**CONSIGNE**
Rédigez la suite du texte ci-dessous sur le traitement des métastases hépatiques, en reprenant après sa dernière phrase.

**TEXTE DE LA PAGE**
****************************************
Pour améliorer les résultats, un premier objectif est d’augmenter le nombre de malades pouvant être candidats à une chirurgie d’exérèse à visée curative. Une première approche serait d’augmenter en pré-opératoire le volume du futur foie restant afin de permettre des résections hépatiques plus larges. En effet, dans un certain nombre de cas, alors que les lésions sont techniquement résécables, l’exérèse hépatique est contre-indiquée par le fait qu’après exérèse hépatique, le volume du foie restant est jugé trop petit pour permettre une fonction hépato-cellulaire postopératoire suffisante. Ainsi, l’embolisation portale sélective pré-opératoire réalisée par voie percutanée a été proposée pour induire d’une part une atrophie du foie tumoral et d’autre part une hypertrophie du foie non tumoral. Cependant, le futur foie restant doit être indemne de lésion car le risque de cette technique est d’entraî- ner une hypertrophie plus importante de la lésion tumorale comparée à celle du foie sain [10]. A la suite d’une embolisation portale, une résection hépatique, jugée initialement comme non faisable, est possible dans 60 à 80 % des cas, et la survie à long terme après résection hépatique est comparable à celle observée après résection
sans embolisation [11, 12]. Une deuxième approche a été le développement de nouvelles techniques comme la radiofréquence, la cryothérapie, et le laser hyperthermique, permettant la destruction in situ des métastases hépatiques. La faisabilité et l’efficacité de ces techniques, pour détruire les métastases hépatiques, ont été largement démontrées, et de nombreuses équipes les utilisent en pratique quotidienne. Cependant, la place exacte de ces techniques dans le traitement des métastases hépatiques n’est pas clairement établie et leur impact sur la survie à long terme des malades n’est pas prouvé par un essai contrôlé. En particulier, la comparaison de ces techniques à la chirurgie d’exérèse et le bénéfice potentiel de leur association à la chimiothérapie, pour la prise en charge de métastases hépatiques jugées non résécables, méritent d’être évalués dans de futurs essais cliniques contrôlés. Une troisième approche a été d’essayer de rendre resécables des métastases jugées initialement irrésécables par une chimiothérapie pré-opératoire. Ce concept est devenu possible avec le développement de nouvelles drogues de chimiothérapie comme l’oxaliplatine et l’irinotecan, avec lesquelles une réduction tumorale est observée dans près de 60 % des cas [2]. Ainsi, dans une étude, la chimiothérapie systémique a permis une exérèse à visée curative des métastases hépatiques de 16 % des patients considérés comme non resécables auparavant du fait, soit de la dissémination hépatique des lésions, soit de l’existence de métastases extra-hépatiques non résécables [13]. Si l’intérêt de rendre resécables certaines métastases par la chimiothérapie est validé, la distinction entre métastases resécables d’une part, et métastases non resécables d’autre part, deviendra obsolète et il faudra ajouter un troisième groupe incluant les métastases « devenues résécables ». Il reste cependant à démontrer que ces patients, dont les métastases sont devenues résécables, ont pu profiter de la chirurgie d’exérèse, par une amélioration de leur durée de survie.
****************************************
**DONNÉES FOURNIES**
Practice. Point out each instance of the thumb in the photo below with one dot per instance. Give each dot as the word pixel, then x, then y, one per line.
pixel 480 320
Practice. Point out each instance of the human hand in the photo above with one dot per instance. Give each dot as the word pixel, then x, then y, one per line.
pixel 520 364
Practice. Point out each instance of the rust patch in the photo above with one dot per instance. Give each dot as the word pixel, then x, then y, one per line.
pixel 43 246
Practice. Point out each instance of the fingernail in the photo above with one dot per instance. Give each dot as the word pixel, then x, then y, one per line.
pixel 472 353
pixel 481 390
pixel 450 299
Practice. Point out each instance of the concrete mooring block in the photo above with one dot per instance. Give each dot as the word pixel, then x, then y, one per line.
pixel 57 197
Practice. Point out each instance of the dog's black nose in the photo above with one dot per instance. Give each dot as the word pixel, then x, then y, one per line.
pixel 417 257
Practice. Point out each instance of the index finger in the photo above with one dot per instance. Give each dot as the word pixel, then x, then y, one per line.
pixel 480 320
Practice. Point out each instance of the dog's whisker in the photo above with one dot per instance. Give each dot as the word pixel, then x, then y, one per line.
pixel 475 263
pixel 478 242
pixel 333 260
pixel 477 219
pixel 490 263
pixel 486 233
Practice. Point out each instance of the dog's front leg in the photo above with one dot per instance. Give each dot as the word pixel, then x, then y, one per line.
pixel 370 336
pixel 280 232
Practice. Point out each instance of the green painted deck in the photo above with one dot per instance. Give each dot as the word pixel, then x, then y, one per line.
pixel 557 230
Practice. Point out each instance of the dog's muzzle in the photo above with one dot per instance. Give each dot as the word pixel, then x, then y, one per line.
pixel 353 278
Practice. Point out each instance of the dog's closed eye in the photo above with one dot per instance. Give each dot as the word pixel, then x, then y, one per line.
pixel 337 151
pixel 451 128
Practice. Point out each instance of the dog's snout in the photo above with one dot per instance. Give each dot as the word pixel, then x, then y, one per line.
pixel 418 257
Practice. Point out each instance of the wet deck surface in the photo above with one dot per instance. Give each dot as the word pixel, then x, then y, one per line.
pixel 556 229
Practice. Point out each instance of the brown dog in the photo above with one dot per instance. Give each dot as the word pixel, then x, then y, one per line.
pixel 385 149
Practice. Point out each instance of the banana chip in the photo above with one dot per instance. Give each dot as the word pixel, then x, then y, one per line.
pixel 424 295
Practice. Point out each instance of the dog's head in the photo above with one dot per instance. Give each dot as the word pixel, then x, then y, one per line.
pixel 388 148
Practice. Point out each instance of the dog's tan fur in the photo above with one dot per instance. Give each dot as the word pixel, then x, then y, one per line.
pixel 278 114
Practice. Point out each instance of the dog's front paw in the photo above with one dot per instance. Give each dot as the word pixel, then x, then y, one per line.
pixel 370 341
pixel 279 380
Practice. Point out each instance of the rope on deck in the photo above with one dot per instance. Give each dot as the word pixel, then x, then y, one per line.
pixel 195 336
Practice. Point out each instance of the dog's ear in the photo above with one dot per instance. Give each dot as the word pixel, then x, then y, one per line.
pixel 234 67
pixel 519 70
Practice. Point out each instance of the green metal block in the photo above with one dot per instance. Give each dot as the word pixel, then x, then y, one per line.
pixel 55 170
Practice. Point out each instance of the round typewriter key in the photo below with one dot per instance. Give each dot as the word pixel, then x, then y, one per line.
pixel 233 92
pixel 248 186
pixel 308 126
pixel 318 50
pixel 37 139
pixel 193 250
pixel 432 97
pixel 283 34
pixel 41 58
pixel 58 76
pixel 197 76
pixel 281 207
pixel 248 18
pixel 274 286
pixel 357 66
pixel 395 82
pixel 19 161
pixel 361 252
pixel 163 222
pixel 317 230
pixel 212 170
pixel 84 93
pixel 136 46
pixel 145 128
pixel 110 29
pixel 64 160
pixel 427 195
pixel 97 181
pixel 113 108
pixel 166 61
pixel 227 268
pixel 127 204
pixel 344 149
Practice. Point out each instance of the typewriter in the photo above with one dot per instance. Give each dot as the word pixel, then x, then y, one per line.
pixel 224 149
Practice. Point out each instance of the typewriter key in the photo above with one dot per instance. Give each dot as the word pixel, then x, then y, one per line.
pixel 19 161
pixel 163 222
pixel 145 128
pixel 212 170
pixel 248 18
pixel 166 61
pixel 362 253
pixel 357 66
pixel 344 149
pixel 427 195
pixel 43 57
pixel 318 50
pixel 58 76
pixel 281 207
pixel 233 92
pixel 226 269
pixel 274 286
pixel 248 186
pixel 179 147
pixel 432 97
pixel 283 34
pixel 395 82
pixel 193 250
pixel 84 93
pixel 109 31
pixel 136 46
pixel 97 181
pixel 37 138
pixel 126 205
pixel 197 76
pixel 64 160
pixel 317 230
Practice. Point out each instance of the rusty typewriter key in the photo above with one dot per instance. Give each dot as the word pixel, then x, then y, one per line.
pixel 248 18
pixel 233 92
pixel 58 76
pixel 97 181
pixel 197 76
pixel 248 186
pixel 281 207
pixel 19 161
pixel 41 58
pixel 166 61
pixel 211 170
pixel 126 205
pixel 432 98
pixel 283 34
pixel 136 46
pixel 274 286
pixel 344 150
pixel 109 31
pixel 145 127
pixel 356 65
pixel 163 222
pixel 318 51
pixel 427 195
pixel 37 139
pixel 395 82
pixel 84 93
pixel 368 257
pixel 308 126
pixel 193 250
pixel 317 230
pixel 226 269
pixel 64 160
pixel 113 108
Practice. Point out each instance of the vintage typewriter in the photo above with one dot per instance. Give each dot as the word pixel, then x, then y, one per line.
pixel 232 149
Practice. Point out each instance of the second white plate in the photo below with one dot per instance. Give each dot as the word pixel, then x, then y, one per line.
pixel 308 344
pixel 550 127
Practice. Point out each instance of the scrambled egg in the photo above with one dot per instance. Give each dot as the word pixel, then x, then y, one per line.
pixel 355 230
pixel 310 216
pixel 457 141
****************************************
**RÉPONSE ATTENDUE**
Une deuxième manière d’améliorer les résultats est de diminuer le taux de récidive après chirurgie d’exérèse des métastases hépatiques. Une première approche serait de réserver cette chirurgie à un sous-groupe de patients à faible risque de récidive.
Dans ce sens, à partir de grandes cohortes de malades, ont été établis des scores pronostiques permettant de prédire le risque de récidive [5]. Si ces scores sont actuellement très utiles pour stratifier les malades dans le cadre d’essais cliniques contrôlés, ils ne sont pas utilisés pour écarter des candidats à l’exérèse chirurgicale, puisque même si le risque de récidive est élevé, la chirurgie constitue le seul traitement qui peut permettre une longue survie. Une deuxième approche est d’essayer de diminuer les récidives par une chimiothérapie adjuvante. Actuellement, le bénéfice d’une chimiothérapie adjuvante après exérèse à visée curative des métastases hépatiques d’origine colorectale n’est pas clairement démontré. En effet, très peu d’essais contrôlés ont été publiés et ils ont concerné la chimiothérapie administrée par voie intra-artérielle hépatique. Si un premier essai contrôlé multicentrique n’a montré aucun bénéfice en termes de survie à la chimiothérapie intra-artérielle hépatique seule [14], deux autres essais ont révélé que l’association d’une chimiothérapie par voie intra-artérielle et par voie systémique permettait d’augmenter la survie uniquement à 2 ans par rapport à une chimiothérapie systémique [15] seule et
de diminuer le risque de récidive par rapport à une chirurgie seule [16]. Dans tous ces essais, les protocoles de chimiothérapie étaient basés sur une association à base de 5FU. Le message que l’on peut retenir de ces essais est que la chimiothérapie intra-artérielle seule n’est pas suffisante et que lorsqu’elle est associée à une chimiothérapie systémique, elle diminue le risque de récidive, au prix d’une toxicité élevée.
Si ces essais, utilisant des drogues peut—être déjà obsolètes, ne sont probablement pas suffisants pour valider l’utilisation en routine de la chimiothérapie intraartérielle, ils constituent néanmoins une raison de penser que, dans un avenir proche, la prise en charge optimale des métastases hépatiques reposera sur l’association de la chirurgie et de la chimiothérapie. Cependant il reste à déterminer, d’une part quelles sont les meilleures drogues de chimiothérapie à utiliser, et d’autre part si la chimiothérapie doit être réalisée en pré-opératoire, en post-opératoire ou doit encadrer la résection hépatique. C’est pourquoi, il est urgent que les oncologues d’une part et les chirurgiens d’autre part participent de façon conjointe à des essais contrôlés pour répondre à l’ensemble de ces questions. Afin d’inclure un nombre élevé de malades, ces essais ne peuvent être que multicentriques et internationaux.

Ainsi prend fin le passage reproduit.